WHAT IS REQUIRED: Once you have read the records below, write them all out exactly as given.

SUPPLIED RECORDS:
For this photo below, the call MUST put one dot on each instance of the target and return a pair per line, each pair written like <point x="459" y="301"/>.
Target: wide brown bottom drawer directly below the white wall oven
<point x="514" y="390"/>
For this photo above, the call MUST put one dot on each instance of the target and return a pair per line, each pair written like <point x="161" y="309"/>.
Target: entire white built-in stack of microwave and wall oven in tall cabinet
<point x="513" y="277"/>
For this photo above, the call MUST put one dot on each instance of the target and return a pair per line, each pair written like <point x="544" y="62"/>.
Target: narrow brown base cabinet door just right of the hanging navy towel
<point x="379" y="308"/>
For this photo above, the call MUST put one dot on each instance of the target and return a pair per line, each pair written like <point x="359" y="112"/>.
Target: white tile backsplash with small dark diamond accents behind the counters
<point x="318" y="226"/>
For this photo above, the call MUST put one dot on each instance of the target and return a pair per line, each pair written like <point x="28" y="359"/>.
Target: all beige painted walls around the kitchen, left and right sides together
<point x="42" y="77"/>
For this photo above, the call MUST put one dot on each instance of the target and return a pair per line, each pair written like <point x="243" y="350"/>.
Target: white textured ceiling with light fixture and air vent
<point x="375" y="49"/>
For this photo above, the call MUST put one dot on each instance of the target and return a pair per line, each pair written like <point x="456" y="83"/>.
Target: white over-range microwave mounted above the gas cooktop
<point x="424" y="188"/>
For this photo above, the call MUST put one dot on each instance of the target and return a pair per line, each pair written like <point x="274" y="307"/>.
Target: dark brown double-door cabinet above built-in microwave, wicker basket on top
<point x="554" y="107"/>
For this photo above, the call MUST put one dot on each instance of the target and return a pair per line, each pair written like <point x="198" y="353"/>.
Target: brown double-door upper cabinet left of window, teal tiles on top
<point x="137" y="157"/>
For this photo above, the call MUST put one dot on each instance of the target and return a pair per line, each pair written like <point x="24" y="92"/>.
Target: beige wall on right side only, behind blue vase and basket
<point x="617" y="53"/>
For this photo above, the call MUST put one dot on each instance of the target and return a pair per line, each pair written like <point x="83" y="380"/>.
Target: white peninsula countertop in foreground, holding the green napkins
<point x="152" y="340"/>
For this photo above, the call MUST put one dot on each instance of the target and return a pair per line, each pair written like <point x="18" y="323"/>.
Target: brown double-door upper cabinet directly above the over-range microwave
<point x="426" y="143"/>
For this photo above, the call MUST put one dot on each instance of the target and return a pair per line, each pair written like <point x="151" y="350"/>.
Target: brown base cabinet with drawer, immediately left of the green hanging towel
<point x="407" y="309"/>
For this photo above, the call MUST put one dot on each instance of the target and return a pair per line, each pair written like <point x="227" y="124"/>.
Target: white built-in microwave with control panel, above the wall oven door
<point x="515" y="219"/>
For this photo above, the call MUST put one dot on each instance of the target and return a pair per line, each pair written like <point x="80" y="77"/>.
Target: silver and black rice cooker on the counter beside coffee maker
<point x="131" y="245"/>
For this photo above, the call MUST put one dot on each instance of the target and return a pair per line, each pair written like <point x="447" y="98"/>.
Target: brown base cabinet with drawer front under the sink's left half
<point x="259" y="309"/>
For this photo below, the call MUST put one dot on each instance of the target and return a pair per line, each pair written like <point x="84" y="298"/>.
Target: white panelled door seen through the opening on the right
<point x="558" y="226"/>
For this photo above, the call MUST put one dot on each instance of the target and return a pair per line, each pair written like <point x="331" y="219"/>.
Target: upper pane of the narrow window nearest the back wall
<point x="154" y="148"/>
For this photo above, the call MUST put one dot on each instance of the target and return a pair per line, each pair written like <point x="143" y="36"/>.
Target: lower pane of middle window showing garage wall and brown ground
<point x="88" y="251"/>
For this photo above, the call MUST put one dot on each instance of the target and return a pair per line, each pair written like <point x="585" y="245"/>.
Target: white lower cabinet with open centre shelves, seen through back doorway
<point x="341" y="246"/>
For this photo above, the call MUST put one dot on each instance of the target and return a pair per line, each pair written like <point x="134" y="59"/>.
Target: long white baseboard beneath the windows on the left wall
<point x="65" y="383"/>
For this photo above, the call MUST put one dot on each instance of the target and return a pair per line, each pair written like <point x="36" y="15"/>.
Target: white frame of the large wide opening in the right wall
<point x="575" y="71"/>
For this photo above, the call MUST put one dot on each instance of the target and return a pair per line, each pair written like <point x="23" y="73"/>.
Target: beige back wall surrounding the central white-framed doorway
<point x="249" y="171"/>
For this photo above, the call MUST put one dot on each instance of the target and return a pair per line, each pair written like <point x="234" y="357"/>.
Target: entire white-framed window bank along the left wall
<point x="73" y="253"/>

SOLUTION:
For this photo below, the call MUST put one dot on each instance of the target and return a pair per line, each pair written like <point x="459" y="301"/>.
Target: wide brown bottom drawer directly below the white wall oven
<point x="514" y="390"/>
For this photo above, the call MUST put one dot on each instance of the target and return a pair per line, each pair written like <point x="161" y="309"/>.
Target: entire white built-in stack of microwave and wall oven in tall cabinet
<point x="513" y="277"/>
For this photo above, the call MUST put one dot on each instance of the target and return a pair per line, each pair written like <point x="544" y="62"/>.
Target: narrow brown base cabinet door just right of the hanging navy towel
<point x="379" y="308"/>
For this photo above, the call MUST put one dot on each instance of the target and return a pair per line, each pair written like <point x="359" y="112"/>.
Target: white tile backsplash with small dark diamond accents behind the counters
<point x="318" y="226"/>
For this photo above, the call MUST put one dot on each instance of the target and return a pair per line, each pair written like <point x="28" y="359"/>.
Target: all beige painted walls around the kitchen, left and right sides together
<point x="42" y="77"/>
For this photo above, the call MUST put one dot on each instance of the target and return a pair per line, each pair written like <point x="243" y="350"/>.
Target: white textured ceiling with light fixture and air vent
<point x="375" y="49"/>
For this photo above, the call MUST put one dot on each instance of the target and return a pair per line, each pair written like <point x="456" y="83"/>.
Target: white over-range microwave mounted above the gas cooktop
<point x="424" y="188"/>
For this photo above, the call MUST put one dot on each instance of the target and return a pair per line, each pair written like <point x="274" y="307"/>.
Target: dark brown double-door cabinet above built-in microwave, wicker basket on top
<point x="554" y="107"/>
For this photo above, the call MUST put one dot on each instance of the target and return a pair per line, each pair written like <point x="198" y="353"/>.
Target: brown double-door upper cabinet left of window, teal tiles on top
<point x="137" y="157"/>
For this photo above, the call MUST put one dot on each instance of the target and return a pair per line, each pair written like <point x="24" y="92"/>.
Target: beige wall on right side only, behind blue vase and basket
<point x="617" y="53"/>
For this photo above, the call MUST put one dot on each instance of the target and return a pair per line, each pair written like <point x="83" y="380"/>.
Target: white peninsula countertop in foreground, holding the green napkins
<point x="152" y="340"/>
For this photo above, the call MUST put one dot on each instance of the target and return a pair per line, each pair written like <point x="18" y="323"/>.
Target: brown double-door upper cabinet directly above the over-range microwave
<point x="426" y="143"/>
For this photo above, the call MUST put one dot on each instance of the target and return a pair per line, each pair written like <point x="151" y="350"/>.
Target: brown base cabinet with drawer, immediately left of the green hanging towel
<point x="407" y="309"/>
For this photo above, the call MUST put one dot on each instance of the target and return a pair per line, each pair written like <point x="227" y="124"/>.
Target: white built-in microwave with control panel, above the wall oven door
<point x="515" y="219"/>
For this photo above, the call MUST put one dot on each instance of the target and return a pair per line, each pair written like <point x="80" y="77"/>.
Target: silver and black rice cooker on the counter beside coffee maker
<point x="131" y="245"/>
For this photo above, the call MUST put one dot on each instance of the target and return a pair per line, each pair written like <point x="447" y="98"/>.
Target: brown base cabinet with drawer front under the sink's left half
<point x="259" y="309"/>
For this photo below, the call MUST put one dot on each instance of the target and return a pair per line, each pair written like <point x="84" y="298"/>.
Target: white panelled door seen through the opening on the right
<point x="558" y="226"/>
For this photo above, the call MUST put one dot on each instance of the target and return a pair per line, each pair written like <point x="331" y="219"/>.
Target: upper pane of the narrow window nearest the back wall
<point x="154" y="148"/>
For this photo above, the call MUST put one dot on each instance of the target and return a pair per line, each pair written like <point x="143" y="36"/>.
Target: lower pane of middle window showing garage wall and brown ground
<point x="88" y="251"/>
For this photo above, the call MUST put one dot on each instance of the target and return a pair per line, each pair written like <point x="585" y="245"/>.
Target: white lower cabinet with open centre shelves, seen through back doorway
<point x="341" y="246"/>
For this photo above, the call MUST put one dot on each instance of the target and return a pair per line, each pair written like <point x="134" y="59"/>.
Target: long white baseboard beneath the windows on the left wall
<point x="65" y="383"/>
For this photo above, the call MUST put one dot on each instance of the target and return a pair per line, each pair written like <point x="36" y="15"/>.
Target: white frame of the large wide opening in the right wall
<point x="575" y="71"/>
For this photo above, the call MUST put one dot on each instance of the target and return a pair per line, each pair written like <point x="23" y="73"/>.
Target: beige back wall surrounding the central white-framed doorway
<point x="249" y="171"/>
For this photo above, the call MUST put one dot on each instance of the target and return a pair per line, each pair written like <point x="234" y="357"/>.
Target: entire white-framed window bank along the left wall
<point x="73" y="253"/>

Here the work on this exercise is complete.